GIVEN TEXT
____
# MTB shoe good for hike-a-bike



## William_Cannon (May 5, 2009)

Any recs on a shoe that won't fall apart from hike-a-bike and potentially have some traction on rocks and roots? Besides that I'm just looking for velcro straps and something sub $100-$150


----------



## Shalom (Nov 7, 2008)

Cleat compatible or flats?

If cleat, then the Specialized Rime might be worth a look. Vibram sole, so tacky and good traction and still seems relatively stiff for a shoe that is capable of being walked in.


----------



## Mtn-Rider (May 21, 2010)

If they exist I haven't found them yet, so far Lake Cyclcing Shoes with Vibram soles have worked great. Unfortunately, they don't compare to what real hiking boots can do.

For serious hikes this also works:


----------



## William_Cannon (May 5, 2009)

Shalom said:


> Cleat compatible or flats?
> 
> If cleat, then the Specialized Rime might be worth a look. Vibram sole, so tacky and good traction and still seems relatively stiff for a shoe that is capable of being walked in.


Yes, SPDs. Sorry, I forget not everyone rides clipless.


----------



## edubfromktown (Sep 7, 2010)

Hike a bike SPD shoe: Shimano m086 (discontinued so you prolly have to get m087 unless you can score a pair of the old ones off Nashbar/eBay, etc.). I have a pair of SIDI Dominator 5's as well and while they are very light and fit my foot well, they totally SUCK for hike a bike. 

Hike a bike SPD boot: Lake MX-140. Awesome for repelling water though not as warm as the big 'n clunky MXZ302's


----------



## lone ranger nh (Oct 19, 2011)

i like my shimano SH-MT53. rubber sole, good grip on rocks, easy to walk and hike in, but also stiff for pedaling. i find them really comfortable as well. these shoes have taken a beating, so far no rips, tears, stitching coming undone, or sole coming off. i get them wet all the time, do trail work, hike a bike. got 2 seasons on these, couldn't be happier. they are a lace up with 1 velcrostrap.


----------



## slocaus (Jul 21, 2005)

lone ranger nh said:


> i like my shimano SH-MT53. rubber sole, good grip on rocks, easy to walk and hike in, but also stiff for pedaling. i find them really comfortable as well. these shoes have taken a beating, so far no rips, tears, stitching coming undone, or sole coming off. i get them wet all the time, do trail work, hike a bike. got 2 seasons on these, couldn't be happier. they are a lace up with 1 velcrostrap.


Yes good! I have a pair with 3 years use, 2 sets of laces, and still no tears, scuffs, etc. Soles show little wear.


----------



## STT GUY (May 19, 2009)

Im going to second the Lake products. They are good, durable and priced right at under a hundred.

Only thing I do is glue the soles with shoe goop if I tear a lug. I get about a year out of a pair, and thats well over 200 rides.


----------



## RenoRacing (Aug 12, 2010)
____
DATA
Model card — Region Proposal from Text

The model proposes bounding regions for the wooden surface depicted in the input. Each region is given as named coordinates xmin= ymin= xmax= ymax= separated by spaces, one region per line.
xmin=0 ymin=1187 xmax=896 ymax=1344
____
AIM
Please carry on the forum thread about shoes for hike-a-bike from the point where it stops. The listing comes from a different source than the hike-a-bike shoe thread.

THE REPLY
I'll second what edub said. The "cheap" Shimano SPD MTB shoe has worked great for me. Aside from some camp slippers, they were all I took on a 4 day bikepacking trip, which included a 5 mile hike across snow drifts and rocks to a alpine lake. They dry quickly, the rubber lugs are tough and simple, the cleats are well "sheltered" inside the tread of the sole. I'll also second that the Sidi Dominators are not good for hike-a-bike. To me, the treads are too narrow, and frequently rolls the ankle.


----------



## William_Cannon (May 5, 2009)

Sorry I should have been more clear. I'm not looking for an SPD army boot, although I am impressed such a thing exists. Just looking for a normal MTB shoe with traction and that's durable enough for hiking up rocky trails I can't clear.


----------



## Breitness24 (May 7, 2010)

specialized tahoe.


----------



## moldau94 (Aug 16, 2009)

Nortwave bike and walk

Sent from my Sony Tablet S using Tapatalk


----------



## Wherewolf (Jan 17, 2004)

*Pearl iZUMi Men's X-Alp Enduro II Cycling Shoe*



William_Cannon said:


> Any recs on a shoe that won't fall apart from hike-a-bike and potentially have some traction on rocks and roots? Besides that I'm just looking for velcro straps and something sub $100-$150


Perhaps I'm too late to help you but I've had these a few weeks and I love them!
Pearl iZUMi Men's X-Alp Enduro II Cycling Shoe


----------



## Flanker90 (Dec 16, 2010)

Diadora escape are very light and strong.


----------



## Paladin54 (Nov 18, 2010)

Anyone have any experience with this shoe?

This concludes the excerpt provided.